• Vorgegebener Text:
----

Waren die Brüder Grimm fürchterliche Antisemiten? Ein gerade in der Monatszeitschrift Merkur erschienener Essay des Schriftstellers Gerhard Henschel kommt zu einem unguten Fazit – und fordert weitere Forschungen über die Hanauer Märchensammler.

In der schüchtern-unverfänglich klingenden Rubrik „Marginalien“ veröffentlicht der Schriftsteller Gerhard Hentschel („Arbeiterroman“, „Erfolgsroman“ usw.)  einen außerordentlichen Text in der aktuellen Ausgabe von „Merkur. Gegründet 1947 als Deutsche Zeitschrift für europäisches Denken“. (Hier geht es zur Onlineversion, die textidentisch ist, und nur in der Zuordnung fehlerhaft – „Das Judenbild der Brüder Grimm“ ist nicht in der Oktober-, sondern in der Novemberausgabe des Merkur zu finden.)

----

• Datensatzzeilen zum Zeigen auf Objekte:
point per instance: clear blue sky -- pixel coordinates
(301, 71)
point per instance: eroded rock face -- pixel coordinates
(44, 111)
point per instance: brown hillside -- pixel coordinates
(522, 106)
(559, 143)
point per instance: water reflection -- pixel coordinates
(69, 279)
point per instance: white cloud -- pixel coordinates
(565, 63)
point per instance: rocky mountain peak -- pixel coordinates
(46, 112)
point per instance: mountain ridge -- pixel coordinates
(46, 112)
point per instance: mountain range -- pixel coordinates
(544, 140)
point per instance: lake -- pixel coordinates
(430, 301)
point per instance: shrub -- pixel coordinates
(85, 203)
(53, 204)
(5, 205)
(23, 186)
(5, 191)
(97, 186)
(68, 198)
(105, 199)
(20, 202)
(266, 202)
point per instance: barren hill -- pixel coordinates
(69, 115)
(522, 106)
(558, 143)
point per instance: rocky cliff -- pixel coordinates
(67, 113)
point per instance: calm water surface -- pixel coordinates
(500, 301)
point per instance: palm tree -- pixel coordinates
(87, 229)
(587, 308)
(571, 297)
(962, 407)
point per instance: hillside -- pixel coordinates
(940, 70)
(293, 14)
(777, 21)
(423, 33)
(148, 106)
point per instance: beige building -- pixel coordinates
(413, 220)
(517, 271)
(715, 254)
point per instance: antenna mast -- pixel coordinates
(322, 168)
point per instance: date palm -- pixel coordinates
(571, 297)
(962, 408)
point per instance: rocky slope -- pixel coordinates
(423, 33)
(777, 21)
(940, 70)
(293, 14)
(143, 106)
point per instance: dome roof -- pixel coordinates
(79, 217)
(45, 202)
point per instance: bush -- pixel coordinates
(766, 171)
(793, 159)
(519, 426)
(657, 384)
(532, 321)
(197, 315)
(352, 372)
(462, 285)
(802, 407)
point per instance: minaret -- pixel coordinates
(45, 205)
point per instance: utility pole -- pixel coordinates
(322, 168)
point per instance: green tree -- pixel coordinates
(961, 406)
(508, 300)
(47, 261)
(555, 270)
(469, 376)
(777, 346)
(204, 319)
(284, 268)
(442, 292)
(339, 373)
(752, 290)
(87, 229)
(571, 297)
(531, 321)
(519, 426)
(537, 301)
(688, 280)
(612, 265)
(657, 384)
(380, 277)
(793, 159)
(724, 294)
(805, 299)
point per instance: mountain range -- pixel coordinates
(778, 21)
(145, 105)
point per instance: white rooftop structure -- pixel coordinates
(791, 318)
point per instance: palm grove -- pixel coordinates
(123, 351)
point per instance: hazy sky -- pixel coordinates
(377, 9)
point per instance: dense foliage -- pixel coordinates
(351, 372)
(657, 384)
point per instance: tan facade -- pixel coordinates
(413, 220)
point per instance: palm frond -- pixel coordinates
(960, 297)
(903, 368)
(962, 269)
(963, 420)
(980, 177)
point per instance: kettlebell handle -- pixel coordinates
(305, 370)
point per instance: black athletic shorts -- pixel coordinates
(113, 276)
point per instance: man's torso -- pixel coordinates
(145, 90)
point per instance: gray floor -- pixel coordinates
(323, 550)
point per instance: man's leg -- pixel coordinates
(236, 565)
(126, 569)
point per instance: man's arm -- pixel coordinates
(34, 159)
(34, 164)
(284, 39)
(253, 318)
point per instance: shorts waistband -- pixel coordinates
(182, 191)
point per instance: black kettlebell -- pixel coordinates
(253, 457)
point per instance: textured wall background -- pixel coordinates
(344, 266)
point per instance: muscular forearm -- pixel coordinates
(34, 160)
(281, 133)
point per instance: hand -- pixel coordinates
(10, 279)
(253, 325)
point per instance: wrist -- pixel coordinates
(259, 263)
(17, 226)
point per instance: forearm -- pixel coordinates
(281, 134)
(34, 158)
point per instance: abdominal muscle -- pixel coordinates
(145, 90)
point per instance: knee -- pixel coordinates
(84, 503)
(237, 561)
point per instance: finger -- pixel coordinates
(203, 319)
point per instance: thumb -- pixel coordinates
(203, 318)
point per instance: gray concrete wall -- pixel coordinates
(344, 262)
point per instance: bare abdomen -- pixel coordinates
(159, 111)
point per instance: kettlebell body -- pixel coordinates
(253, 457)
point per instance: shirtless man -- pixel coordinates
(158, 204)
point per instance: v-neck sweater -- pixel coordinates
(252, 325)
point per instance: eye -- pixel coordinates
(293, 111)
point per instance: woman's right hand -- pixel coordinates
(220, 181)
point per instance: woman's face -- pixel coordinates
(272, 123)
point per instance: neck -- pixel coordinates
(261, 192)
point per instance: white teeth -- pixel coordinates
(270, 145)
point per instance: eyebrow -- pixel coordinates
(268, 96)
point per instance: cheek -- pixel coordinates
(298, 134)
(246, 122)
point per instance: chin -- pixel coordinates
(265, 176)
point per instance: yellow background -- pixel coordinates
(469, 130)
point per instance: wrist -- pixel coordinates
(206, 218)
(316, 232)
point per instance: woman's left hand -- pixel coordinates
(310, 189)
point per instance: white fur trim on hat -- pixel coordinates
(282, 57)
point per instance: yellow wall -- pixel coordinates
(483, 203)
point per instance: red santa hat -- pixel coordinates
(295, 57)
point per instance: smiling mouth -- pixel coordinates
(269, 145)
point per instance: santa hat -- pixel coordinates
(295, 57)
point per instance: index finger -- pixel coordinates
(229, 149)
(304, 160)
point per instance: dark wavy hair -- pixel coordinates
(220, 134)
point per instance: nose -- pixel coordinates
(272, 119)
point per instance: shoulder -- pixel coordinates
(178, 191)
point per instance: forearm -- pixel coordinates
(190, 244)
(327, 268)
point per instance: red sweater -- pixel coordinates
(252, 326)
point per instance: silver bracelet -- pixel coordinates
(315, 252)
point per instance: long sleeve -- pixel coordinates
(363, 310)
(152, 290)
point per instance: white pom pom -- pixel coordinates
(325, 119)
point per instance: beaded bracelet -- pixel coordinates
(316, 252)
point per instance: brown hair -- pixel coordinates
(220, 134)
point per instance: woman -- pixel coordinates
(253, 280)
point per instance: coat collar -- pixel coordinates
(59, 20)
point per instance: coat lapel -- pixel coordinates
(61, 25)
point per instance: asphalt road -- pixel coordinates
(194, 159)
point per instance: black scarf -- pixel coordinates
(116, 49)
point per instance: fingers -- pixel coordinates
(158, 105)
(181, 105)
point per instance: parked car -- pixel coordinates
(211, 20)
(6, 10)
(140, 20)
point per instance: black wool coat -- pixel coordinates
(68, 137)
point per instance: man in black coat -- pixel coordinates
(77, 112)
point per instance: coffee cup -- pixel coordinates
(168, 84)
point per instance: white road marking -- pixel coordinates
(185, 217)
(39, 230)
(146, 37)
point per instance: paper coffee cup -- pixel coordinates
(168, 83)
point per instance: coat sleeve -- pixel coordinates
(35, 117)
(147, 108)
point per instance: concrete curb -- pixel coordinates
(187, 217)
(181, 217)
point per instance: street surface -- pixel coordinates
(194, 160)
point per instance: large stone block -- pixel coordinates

----

• Aufgabenstellung:
a: In welcher Ausgabe des Merkur steht laut dem Text über die Brüder Grimm der Essay „Das Judenbild der Brüder Grimm“?
b: Gib die Zeilen der Auflistung unverändert wieder: Beginne mit der Zeile, die „point per instance: woman -- pixel“ enthält, und höre mit der letzten Zeile der Auflistung auf.

• Lösungen:
a: In der Novemberausgabe.

b:
point per instance: woman -- pixel coordinates
(253, 280)
point per instance: coat collar -- pixel coordinates
(59, 20)
point per instance: coat lapel -- pixel coordinates
(61, 25)
point per instance: asphalt road -- pixel coordinates
(194, 159)
point per instance: black scarf -- pixel coordinates
(116, 49)
point per instance: fingers -- pixel coordinates
(158, 105)
(181, 105)
point per instance: parked car -- pixel coordinates
(211, 20)
(6, 10)
(140, 20)
point per instance: black wool coat -- pixel coordinates
(68, 137)
point per instance: man in black coat -- pixel coordinates
(77, 112)
point per instance: coffee cup -- pixel coordinates
(168, 84)
point per instance: white road marking -- pixel coordinates
(185, 217)
(39, 230)
(146, 37)
point per instance: paper coffee cup -- pixel coordinates
(168, 83)
point per instance: coat sleeve -- pixel coordinates
(35, 117)
(147, 108)
point per instance: concrete curb -- pixel coordinates
(187, 217)
(181, 217)
point per instance: street surface -- pixel coordinates
(194, 160)
point per instance: large stone block -- pixel coordinates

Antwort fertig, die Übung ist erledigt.